(Point-per-instance localization data)
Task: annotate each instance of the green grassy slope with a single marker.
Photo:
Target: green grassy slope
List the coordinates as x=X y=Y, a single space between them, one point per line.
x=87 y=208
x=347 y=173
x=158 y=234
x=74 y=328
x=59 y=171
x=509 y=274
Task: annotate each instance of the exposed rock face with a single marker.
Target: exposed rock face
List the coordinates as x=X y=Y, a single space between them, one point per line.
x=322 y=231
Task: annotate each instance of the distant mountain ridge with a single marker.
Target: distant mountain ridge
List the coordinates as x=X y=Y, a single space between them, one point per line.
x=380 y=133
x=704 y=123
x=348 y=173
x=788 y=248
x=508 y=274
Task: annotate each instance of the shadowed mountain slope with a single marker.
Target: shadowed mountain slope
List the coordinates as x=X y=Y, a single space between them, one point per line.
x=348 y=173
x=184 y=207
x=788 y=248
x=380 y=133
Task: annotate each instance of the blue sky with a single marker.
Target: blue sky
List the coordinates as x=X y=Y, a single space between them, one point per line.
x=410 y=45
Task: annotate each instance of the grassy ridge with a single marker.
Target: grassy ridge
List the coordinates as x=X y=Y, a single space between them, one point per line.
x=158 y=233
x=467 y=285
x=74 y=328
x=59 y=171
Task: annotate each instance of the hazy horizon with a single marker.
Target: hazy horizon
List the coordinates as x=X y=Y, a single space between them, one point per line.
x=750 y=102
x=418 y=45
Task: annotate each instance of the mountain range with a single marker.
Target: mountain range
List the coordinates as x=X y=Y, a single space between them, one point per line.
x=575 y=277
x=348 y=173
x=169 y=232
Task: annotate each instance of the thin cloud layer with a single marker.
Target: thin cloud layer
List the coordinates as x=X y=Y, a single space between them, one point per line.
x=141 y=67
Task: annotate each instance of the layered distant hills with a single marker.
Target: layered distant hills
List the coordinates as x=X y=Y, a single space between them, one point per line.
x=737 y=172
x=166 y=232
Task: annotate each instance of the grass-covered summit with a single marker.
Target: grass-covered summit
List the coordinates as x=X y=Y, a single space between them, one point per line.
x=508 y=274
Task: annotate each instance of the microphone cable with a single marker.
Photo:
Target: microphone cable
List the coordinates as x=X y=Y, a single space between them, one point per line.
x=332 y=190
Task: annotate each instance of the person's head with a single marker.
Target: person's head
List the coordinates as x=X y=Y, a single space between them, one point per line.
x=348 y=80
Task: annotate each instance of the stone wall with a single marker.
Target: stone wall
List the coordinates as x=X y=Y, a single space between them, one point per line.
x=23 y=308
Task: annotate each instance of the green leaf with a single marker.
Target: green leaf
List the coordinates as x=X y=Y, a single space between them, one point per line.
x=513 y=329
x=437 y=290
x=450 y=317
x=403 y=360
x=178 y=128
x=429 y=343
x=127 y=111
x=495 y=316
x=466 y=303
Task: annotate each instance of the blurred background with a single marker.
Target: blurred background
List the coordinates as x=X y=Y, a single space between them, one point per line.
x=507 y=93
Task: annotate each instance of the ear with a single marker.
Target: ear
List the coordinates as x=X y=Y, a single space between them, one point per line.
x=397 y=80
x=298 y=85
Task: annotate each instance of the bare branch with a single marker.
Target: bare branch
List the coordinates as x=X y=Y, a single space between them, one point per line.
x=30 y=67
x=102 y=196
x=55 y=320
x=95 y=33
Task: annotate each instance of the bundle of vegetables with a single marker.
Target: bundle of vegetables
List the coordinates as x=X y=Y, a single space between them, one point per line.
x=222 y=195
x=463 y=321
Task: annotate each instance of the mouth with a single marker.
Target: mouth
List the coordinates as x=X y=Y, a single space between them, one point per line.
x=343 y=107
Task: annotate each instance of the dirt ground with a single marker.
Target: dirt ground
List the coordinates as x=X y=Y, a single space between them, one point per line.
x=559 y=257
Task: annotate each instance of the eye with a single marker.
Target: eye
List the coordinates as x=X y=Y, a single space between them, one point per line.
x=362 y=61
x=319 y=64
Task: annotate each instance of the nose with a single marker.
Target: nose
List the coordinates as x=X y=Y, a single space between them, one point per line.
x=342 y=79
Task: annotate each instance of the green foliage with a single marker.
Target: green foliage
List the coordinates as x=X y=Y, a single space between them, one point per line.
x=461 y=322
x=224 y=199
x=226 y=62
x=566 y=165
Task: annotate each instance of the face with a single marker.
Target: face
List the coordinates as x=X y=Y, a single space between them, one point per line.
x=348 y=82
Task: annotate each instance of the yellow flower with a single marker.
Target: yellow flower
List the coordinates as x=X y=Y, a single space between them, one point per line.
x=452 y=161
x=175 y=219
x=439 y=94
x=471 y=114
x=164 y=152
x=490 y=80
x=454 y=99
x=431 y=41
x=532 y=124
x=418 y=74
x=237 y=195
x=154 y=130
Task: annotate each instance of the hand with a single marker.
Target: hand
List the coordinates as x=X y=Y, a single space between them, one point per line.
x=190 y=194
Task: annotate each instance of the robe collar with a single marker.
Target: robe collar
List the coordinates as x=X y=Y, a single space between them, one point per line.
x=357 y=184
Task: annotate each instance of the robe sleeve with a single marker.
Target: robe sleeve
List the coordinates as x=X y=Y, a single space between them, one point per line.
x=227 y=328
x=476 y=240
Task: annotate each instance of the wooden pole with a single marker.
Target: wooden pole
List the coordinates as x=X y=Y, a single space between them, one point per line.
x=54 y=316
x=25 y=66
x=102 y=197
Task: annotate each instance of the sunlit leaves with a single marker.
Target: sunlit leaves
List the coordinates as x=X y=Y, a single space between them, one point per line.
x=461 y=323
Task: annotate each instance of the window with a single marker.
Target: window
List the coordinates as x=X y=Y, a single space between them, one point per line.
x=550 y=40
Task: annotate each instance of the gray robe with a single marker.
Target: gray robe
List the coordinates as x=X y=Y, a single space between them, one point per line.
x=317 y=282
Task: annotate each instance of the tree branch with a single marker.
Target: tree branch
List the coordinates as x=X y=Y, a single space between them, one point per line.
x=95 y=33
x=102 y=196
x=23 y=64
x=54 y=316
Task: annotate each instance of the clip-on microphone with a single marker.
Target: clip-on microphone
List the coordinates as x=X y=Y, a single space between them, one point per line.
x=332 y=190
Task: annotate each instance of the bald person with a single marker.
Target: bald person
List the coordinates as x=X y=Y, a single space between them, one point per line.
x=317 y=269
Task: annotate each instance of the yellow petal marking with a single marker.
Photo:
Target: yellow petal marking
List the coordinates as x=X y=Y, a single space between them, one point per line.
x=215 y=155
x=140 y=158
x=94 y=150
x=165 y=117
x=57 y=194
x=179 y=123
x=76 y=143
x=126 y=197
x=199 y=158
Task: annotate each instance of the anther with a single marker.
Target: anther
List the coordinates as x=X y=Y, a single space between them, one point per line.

● **WHAT THE TASK ASKS**
Check every line of the records above for the string "leaf". Copy those that hold it.

● **ANSWER BOX**
Task: annotate each instance of the green leaf with a single marker.
Target: green leaf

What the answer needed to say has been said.